Problem statement> Please say whether each statement agrees with the report below on Christine Flack's response to Jeremy Clarkson, and answer yes or no with the words from the report that settle it: (a) Clarkson is 62 years old; (b) Christine Flack spoke to Shelagh Fogarty of the BBC; (c) Clarkson's article appeared in The Sun.

Extract>
Caroline Flack's mother has said she was upset by how Jeremy Clarkson was allowed to "say what he wants" about the Duchess of Sussex, who could be "fragile".
The former Top Gear presenter, 62, wrote an article in The Sun in which he said he dreamed of Meghan being paraded through British towns and publicly shamed, adding that "everyone who's my age thinks the same way".
Caroline Flack, who grew up in Norfolk died on 15 February 2020 after taking her own life at the age of 40.
Speaking to LBC broadcaster Shelagh Fogarty, Caroline's mother Christine Flack, criticised the Clarkson article, saying: "We shouldn't be allowed to just say awful things."
"It's just upset me so much that Jeremy Clarkson has been allowed to not only think that, but put it in print about somebody who we don't know whether she's fragile or not," she said.
"I've got to kind of explain it, my daughter was Caroline Flack and what was printed in the papers, so much of it was untrue... It's all too easy just to apologise."
On Monday, Clarkson said he was "horrified to have caused so much hurt" following backlash over comments he made in the newspaper column about how he "hated" Meghan.

Record excerpts>
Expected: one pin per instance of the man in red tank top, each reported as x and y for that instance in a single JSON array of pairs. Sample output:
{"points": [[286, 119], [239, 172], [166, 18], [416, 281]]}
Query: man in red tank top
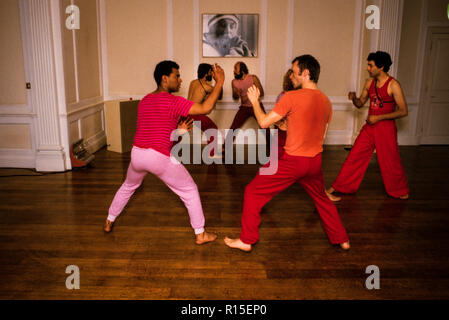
{"points": [[240, 85], [387, 103]]}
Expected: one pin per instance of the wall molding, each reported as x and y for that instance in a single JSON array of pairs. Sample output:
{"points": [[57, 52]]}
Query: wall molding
{"points": [[170, 34], [263, 42], [289, 37]]}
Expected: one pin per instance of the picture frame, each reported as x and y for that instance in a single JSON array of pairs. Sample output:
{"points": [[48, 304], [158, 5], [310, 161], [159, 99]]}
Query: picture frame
{"points": [[230, 35]]}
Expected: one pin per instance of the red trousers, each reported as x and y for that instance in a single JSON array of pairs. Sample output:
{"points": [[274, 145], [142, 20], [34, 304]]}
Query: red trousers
{"points": [[381, 136], [307, 172], [206, 123]]}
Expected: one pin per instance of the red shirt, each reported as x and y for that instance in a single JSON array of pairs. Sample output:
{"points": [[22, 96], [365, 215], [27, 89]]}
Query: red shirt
{"points": [[157, 117], [308, 113]]}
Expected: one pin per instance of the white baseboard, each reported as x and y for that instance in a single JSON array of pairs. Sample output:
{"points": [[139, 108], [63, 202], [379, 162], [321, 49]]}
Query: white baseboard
{"points": [[12, 158], [51, 161]]}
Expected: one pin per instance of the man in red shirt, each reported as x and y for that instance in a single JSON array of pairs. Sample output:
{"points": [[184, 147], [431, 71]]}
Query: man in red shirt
{"points": [[308, 113]]}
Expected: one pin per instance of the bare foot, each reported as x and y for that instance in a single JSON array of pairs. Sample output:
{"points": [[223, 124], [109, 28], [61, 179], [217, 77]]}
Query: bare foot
{"points": [[345, 245], [205, 237], [108, 226], [237, 244], [332, 197]]}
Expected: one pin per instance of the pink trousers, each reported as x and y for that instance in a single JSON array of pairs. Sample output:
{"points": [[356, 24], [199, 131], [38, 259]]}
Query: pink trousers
{"points": [[171, 172]]}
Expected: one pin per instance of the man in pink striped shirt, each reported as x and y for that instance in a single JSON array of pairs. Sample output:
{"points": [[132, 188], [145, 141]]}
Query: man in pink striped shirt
{"points": [[157, 118]]}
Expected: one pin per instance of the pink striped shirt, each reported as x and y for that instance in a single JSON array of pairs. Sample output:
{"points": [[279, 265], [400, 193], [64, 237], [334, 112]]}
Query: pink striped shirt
{"points": [[157, 117]]}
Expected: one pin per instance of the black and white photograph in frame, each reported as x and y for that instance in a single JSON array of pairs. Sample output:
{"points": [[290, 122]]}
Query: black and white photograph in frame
{"points": [[230, 35]]}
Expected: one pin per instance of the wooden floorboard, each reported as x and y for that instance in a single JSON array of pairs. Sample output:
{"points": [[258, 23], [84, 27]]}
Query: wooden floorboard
{"points": [[48, 222]]}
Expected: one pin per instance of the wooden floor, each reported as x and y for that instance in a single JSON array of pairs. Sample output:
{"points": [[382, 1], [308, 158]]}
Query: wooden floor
{"points": [[52, 221]]}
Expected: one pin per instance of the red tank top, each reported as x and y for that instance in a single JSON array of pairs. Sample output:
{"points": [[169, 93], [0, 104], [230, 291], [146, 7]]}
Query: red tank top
{"points": [[382, 102], [242, 86]]}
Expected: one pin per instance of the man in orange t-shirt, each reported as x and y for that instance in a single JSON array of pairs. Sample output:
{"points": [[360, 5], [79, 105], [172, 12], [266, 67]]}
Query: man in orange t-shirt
{"points": [[308, 114]]}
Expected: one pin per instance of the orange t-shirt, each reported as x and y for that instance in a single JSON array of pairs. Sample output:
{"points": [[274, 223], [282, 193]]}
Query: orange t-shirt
{"points": [[308, 112]]}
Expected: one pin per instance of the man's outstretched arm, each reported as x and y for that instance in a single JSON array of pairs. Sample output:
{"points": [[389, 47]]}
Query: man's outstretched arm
{"points": [[264, 120]]}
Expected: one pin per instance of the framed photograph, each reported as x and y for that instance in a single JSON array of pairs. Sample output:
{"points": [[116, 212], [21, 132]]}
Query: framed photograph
{"points": [[230, 35]]}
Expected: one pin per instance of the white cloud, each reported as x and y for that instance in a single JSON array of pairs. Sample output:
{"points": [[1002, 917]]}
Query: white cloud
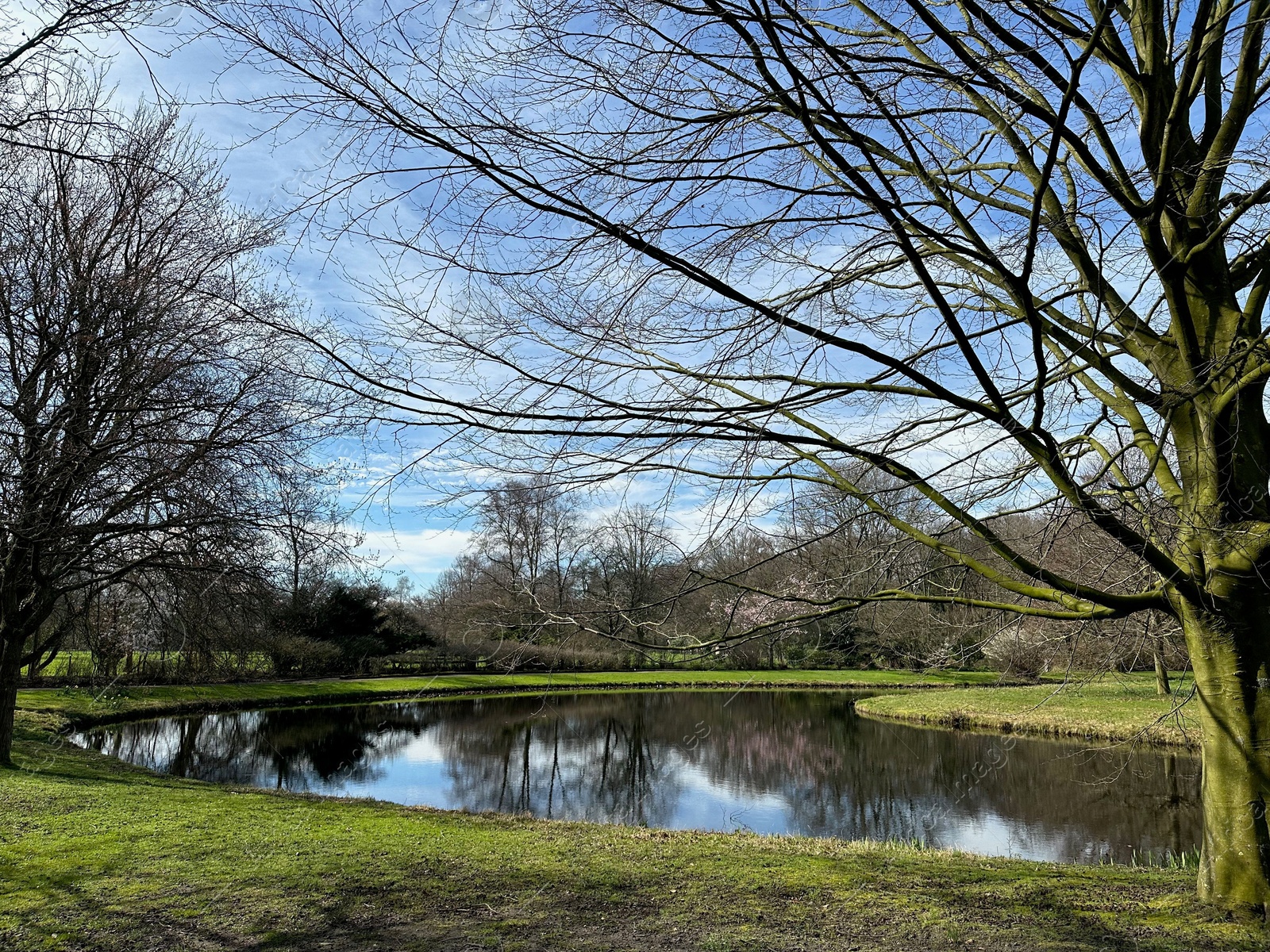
{"points": [[421, 555]]}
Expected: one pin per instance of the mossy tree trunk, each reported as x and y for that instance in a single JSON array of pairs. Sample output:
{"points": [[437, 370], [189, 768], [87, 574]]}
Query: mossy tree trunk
{"points": [[1233, 710]]}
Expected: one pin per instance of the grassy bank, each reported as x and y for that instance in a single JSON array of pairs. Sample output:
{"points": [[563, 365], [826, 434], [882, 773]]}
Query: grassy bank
{"points": [[1113, 708], [95, 854], [95, 704]]}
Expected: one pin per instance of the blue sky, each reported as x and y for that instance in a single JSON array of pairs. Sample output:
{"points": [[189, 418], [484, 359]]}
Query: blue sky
{"points": [[406, 531]]}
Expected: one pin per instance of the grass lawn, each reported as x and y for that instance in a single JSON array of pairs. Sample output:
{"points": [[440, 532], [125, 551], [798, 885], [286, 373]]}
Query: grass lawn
{"points": [[97, 704], [1111, 708], [97, 854]]}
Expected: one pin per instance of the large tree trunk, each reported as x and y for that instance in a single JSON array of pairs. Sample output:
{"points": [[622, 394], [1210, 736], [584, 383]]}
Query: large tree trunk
{"points": [[1233, 708]]}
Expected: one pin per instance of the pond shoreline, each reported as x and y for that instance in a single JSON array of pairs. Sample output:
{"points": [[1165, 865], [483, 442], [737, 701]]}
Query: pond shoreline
{"points": [[102, 854], [1090, 712], [87, 708]]}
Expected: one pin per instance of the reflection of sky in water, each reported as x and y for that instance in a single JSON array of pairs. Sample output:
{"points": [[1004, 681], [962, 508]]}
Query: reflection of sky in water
{"points": [[778, 767]]}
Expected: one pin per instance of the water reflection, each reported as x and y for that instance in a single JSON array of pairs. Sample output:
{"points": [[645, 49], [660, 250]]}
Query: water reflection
{"points": [[772, 762]]}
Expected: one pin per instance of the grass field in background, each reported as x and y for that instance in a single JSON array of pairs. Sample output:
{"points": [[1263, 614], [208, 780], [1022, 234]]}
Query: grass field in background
{"points": [[1111, 708]]}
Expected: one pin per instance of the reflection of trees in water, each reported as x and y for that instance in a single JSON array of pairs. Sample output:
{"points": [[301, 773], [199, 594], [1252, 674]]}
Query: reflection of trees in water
{"points": [[628, 758], [287, 748], [577, 759], [837, 774]]}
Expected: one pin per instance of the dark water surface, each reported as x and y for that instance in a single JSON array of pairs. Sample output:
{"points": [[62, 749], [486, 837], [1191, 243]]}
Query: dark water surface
{"points": [[770, 762]]}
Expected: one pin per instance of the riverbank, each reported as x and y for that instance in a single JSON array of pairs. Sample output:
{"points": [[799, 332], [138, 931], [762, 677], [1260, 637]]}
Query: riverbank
{"points": [[97, 854], [1113, 708], [86, 706]]}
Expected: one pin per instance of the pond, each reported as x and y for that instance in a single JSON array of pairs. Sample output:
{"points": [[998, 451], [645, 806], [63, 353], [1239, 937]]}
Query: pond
{"points": [[770, 762]]}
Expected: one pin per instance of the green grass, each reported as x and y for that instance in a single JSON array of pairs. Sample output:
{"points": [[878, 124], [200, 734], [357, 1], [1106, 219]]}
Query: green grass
{"points": [[97, 854], [87, 704], [1111, 708]]}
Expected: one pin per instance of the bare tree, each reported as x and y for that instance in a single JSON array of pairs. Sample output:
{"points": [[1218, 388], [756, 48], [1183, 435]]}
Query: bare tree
{"points": [[146, 408], [1003, 253]]}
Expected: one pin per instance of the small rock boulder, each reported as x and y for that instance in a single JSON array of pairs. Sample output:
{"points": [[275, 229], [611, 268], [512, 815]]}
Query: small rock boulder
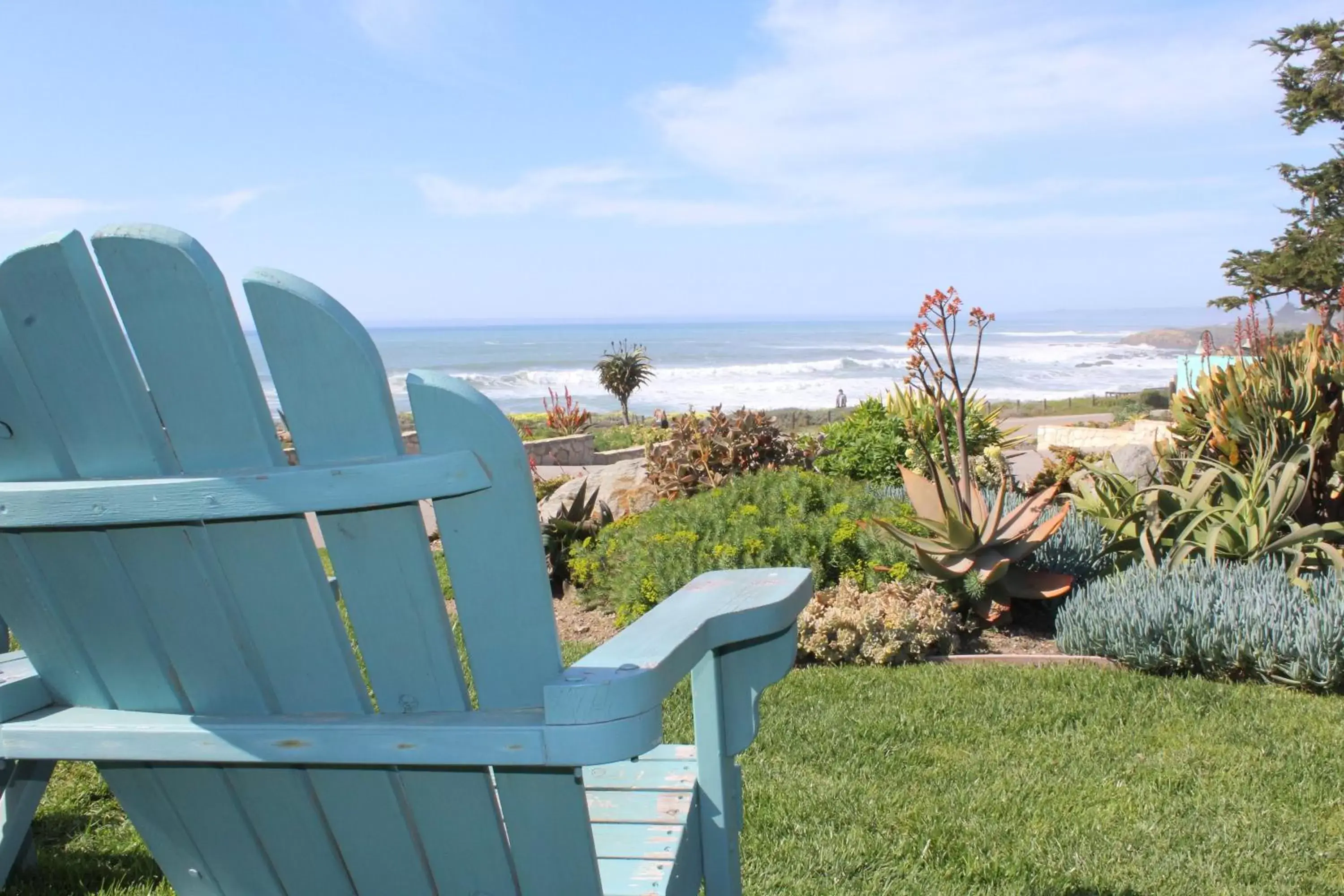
{"points": [[624, 487], [1137, 462]]}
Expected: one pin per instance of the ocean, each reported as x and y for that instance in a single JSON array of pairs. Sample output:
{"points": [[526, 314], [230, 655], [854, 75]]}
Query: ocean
{"points": [[776, 365]]}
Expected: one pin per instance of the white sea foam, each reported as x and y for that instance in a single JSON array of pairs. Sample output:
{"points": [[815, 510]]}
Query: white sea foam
{"points": [[1054, 365]]}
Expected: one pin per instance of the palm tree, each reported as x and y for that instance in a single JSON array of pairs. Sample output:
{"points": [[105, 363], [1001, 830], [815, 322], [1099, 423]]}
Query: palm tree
{"points": [[623, 370]]}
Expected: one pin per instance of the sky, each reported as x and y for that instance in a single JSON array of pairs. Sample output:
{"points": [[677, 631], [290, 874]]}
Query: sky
{"points": [[531, 160]]}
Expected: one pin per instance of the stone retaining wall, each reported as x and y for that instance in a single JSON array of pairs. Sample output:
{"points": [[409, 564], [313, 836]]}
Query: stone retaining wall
{"points": [[562, 450], [619, 454], [1086, 439]]}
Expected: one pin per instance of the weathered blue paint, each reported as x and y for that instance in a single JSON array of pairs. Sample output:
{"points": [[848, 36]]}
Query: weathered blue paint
{"points": [[195, 652], [190, 499], [635, 671], [1191, 367]]}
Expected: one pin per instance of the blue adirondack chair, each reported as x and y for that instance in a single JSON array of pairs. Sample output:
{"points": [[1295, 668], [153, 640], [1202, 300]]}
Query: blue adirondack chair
{"points": [[179, 629]]}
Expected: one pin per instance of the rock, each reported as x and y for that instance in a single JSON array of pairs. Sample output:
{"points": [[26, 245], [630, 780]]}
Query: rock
{"points": [[1137, 462], [1082, 484], [624, 485]]}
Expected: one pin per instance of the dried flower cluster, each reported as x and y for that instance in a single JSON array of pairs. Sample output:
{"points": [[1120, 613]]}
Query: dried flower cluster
{"points": [[889, 626]]}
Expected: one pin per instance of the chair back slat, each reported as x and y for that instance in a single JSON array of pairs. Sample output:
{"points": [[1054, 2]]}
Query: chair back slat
{"points": [[494, 548], [237, 617], [54, 311], [183, 328], [334, 389]]}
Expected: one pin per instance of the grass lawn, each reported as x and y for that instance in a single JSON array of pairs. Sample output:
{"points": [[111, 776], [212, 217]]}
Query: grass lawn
{"points": [[936, 780]]}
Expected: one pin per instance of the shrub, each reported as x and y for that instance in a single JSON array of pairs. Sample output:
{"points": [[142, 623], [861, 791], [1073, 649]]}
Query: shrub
{"points": [[767, 519], [1213, 509], [875, 440], [887, 626], [568, 418], [1293, 396], [1058, 469], [1221, 620], [581, 519], [1077, 548], [703, 452]]}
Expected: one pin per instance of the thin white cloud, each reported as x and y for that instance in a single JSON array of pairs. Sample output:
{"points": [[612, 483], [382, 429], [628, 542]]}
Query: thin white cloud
{"points": [[588, 191], [393, 23], [30, 213], [869, 82], [533, 191], [929, 117], [228, 205]]}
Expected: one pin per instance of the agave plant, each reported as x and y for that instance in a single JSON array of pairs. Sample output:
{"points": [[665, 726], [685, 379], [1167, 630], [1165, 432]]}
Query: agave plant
{"points": [[578, 520], [1292, 393], [703, 452], [982, 543], [967, 540], [1218, 511]]}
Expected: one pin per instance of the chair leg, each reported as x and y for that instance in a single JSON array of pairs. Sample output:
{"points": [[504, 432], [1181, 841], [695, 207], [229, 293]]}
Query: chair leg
{"points": [[719, 784], [25, 782]]}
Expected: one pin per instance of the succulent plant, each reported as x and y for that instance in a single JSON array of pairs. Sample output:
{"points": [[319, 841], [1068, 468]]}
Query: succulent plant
{"points": [[703, 452], [1292, 396], [1215, 509], [892, 625], [569, 418], [979, 540], [1223, 620], [577, 520]]}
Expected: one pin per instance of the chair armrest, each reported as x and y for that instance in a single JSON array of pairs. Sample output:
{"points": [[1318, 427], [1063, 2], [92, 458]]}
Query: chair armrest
{"points": [[633, 672]]}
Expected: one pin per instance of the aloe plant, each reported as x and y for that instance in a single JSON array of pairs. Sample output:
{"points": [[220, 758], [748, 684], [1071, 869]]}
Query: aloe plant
{"points": [[969, 540], [577, 520], [982, 542], [1217, 511]]}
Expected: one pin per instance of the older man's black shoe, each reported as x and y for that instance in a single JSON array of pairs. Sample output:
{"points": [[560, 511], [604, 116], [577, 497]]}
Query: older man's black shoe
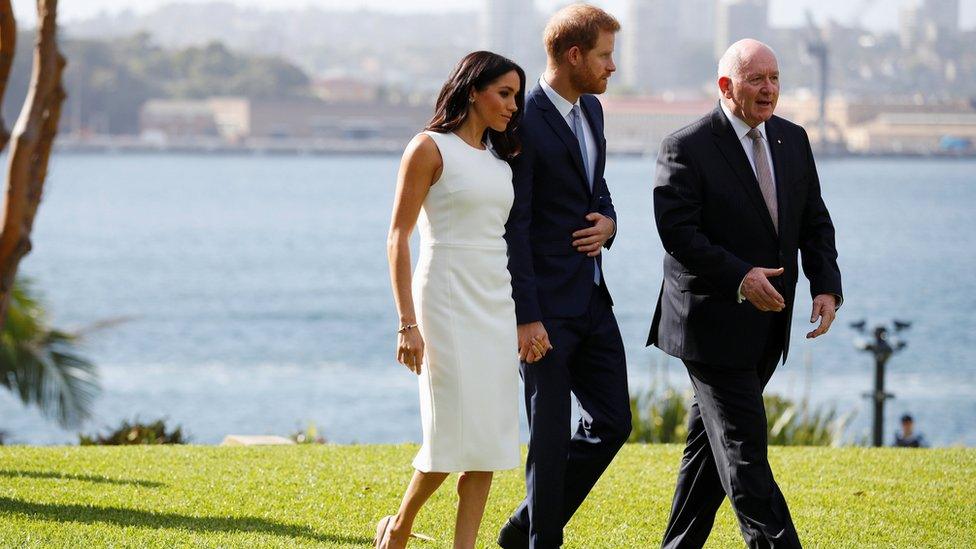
{"points": [[512, 536]]}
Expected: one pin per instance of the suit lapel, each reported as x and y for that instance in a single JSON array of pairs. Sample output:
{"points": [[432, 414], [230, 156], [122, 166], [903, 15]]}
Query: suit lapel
{"points": [[731, 149], [777, 147], [559, 126]]}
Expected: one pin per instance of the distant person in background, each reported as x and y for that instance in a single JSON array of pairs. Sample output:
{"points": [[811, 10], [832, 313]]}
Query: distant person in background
{"points": [[737, 200], [457, 317], [907, 437]]}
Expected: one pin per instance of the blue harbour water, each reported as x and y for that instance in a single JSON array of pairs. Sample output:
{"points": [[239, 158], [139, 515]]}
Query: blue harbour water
{"points": [[256, 297]]}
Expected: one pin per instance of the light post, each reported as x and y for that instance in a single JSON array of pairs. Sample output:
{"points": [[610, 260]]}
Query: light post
{"points": [[882, 347]]}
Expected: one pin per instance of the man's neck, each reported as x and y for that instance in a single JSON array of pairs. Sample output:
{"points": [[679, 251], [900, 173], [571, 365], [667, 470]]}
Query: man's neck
{"points": [[559, 81], [731, 110]]}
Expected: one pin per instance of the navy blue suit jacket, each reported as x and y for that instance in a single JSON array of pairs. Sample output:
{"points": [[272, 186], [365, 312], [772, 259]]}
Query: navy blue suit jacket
{"points": [[550, 278]]}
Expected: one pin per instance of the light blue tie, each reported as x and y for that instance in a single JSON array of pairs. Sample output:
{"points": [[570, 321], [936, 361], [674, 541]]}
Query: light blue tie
{"points": [[581, 139]]}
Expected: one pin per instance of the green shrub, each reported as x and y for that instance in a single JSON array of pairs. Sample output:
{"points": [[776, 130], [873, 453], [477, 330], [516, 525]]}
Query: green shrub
{"points": [[309, 436], [660, 415], [136, 433]]}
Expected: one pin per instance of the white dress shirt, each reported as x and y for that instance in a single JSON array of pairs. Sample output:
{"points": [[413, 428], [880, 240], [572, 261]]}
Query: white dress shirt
{"points": [[565, 108], [741, 131]]}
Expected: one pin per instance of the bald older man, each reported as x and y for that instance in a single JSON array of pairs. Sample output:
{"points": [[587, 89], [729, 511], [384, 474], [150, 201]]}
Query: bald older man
{"points": [[736, 199]]}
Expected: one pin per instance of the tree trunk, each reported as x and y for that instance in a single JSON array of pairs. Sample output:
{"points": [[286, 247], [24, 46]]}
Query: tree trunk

Exercise result>
(a) Yes: "The former Top Gear presenter, 62,"
(b) No: "Speaking to LBC broadcaster Shelagh Fogarty"
(c) Yes: "wrote an article in The Sun"